**O que se pede:** Reproduza, do texto sobre inflação e poupança, tudo o que vai de "A inflação provoca" até "especialmente nas famílias.".

───── Texto fornecido

A inflação provoca um aumento vertical dos investimentos não apoiados por poupanças reais, eliminando assim todos os incentivos à poupança. A cultura do sacrifício é minada. Como afirma Hülsmann, «a civilização depende crucialmente da capacidade e vontade de pelo menos alguns dos seus membros de fazer sacrifícios genuínos, pelo menos algumas vezes». A poupança, que está ligada ao sacrifício, também beneficia a economia da doação, e a deflação apoia-a — porque a queda dos preços desincentiva o endividamento, especialmente nas famílias.
À medida que a utilização do capital se torna menos lucrativa, o custo de oportunidade de fazer doações diminui, o que aumenta as doações de caridade, tanto em termos absolutos como relativos. A inflação, por outro lado, é prejudicial porque reduz o valor das heranças, e um dos incentivos mais fortes para poupar antes da morte é o desejo de deixar algo para os entes queridos. Daí decorre que uma das motivações mais poderosas para preservar riqueza é a capacidade de fazer doações.

──────────
───── Trechos de dados

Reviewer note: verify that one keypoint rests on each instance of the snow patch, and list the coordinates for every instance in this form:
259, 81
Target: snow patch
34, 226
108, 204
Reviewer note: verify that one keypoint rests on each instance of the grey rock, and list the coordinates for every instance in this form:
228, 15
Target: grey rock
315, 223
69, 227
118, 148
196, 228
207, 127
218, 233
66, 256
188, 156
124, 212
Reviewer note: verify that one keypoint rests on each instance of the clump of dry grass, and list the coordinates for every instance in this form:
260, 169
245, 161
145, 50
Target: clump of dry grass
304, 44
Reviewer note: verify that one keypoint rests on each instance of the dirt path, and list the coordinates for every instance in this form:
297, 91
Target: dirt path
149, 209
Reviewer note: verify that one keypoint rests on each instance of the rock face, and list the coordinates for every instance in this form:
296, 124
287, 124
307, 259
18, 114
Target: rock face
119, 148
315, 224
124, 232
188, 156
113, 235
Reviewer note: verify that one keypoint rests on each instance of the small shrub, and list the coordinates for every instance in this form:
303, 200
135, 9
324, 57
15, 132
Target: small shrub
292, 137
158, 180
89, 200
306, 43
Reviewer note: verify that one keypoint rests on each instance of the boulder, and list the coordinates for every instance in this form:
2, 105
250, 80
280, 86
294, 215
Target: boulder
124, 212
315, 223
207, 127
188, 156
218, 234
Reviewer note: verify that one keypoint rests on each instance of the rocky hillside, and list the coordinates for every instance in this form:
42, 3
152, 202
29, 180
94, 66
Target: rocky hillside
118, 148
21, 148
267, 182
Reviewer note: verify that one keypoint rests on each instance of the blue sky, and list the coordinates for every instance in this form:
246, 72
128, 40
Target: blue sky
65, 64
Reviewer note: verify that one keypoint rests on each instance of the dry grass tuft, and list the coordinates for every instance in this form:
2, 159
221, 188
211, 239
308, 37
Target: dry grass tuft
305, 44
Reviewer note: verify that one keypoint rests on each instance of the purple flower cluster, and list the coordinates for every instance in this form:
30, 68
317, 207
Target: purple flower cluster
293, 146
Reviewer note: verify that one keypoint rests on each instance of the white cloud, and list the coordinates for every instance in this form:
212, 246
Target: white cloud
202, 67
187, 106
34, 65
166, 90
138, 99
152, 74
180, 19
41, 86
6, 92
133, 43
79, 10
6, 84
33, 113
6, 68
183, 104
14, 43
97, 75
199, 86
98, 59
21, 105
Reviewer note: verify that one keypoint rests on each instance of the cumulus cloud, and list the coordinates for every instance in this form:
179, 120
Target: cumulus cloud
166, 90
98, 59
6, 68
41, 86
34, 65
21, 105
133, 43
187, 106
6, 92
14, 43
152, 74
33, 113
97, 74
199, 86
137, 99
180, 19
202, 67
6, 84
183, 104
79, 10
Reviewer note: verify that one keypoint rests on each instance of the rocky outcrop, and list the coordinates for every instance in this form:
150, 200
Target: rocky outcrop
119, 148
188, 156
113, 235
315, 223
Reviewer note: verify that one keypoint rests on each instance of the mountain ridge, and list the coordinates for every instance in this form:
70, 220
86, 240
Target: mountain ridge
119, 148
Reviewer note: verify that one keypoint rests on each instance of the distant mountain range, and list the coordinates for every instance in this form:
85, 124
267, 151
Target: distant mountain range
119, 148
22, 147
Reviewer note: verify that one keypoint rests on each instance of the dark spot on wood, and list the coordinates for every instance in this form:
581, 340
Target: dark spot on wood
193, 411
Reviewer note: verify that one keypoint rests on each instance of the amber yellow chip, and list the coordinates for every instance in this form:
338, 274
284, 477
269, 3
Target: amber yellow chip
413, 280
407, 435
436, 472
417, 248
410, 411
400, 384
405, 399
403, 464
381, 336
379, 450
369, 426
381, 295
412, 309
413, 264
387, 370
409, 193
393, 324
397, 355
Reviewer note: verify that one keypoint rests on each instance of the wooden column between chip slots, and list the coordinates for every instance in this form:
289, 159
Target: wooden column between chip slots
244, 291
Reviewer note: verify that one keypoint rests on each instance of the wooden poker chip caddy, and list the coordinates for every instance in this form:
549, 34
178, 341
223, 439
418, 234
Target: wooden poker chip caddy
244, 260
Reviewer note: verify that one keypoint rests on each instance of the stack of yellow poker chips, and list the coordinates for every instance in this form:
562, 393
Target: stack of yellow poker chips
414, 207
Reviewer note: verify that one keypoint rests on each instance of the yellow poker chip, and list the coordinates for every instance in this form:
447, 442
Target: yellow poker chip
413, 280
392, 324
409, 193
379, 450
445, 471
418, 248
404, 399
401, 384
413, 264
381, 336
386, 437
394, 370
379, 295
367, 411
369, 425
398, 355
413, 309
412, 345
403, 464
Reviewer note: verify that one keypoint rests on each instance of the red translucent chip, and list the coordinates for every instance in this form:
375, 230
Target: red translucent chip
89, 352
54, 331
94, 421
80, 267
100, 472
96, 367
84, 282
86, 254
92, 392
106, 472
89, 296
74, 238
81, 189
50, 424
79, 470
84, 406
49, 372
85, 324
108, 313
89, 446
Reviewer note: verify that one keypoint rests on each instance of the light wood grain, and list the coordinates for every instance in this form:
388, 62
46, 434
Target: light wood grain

──────────

**Solução do problema:**
A inflação provoca um aumento vertical dos investimentos não apoiados por poupanças reais, eliminando assim todos os incentivos à poupança. A cultura do sacrifício é minada. Como afirma Hülsmann, «a civilização depende crucialmente da capacidade e vontade de pelo menos alguns dos seus membros de fazer sacrifícios genuínos, pelo menos algumas vezes». A poupança, que está ligada ao sacrifício, também beneficia a economia da doação, e a deflação apoia-a — porque a queda dos preços desincentiva o endividamento, especialmente nas famílias.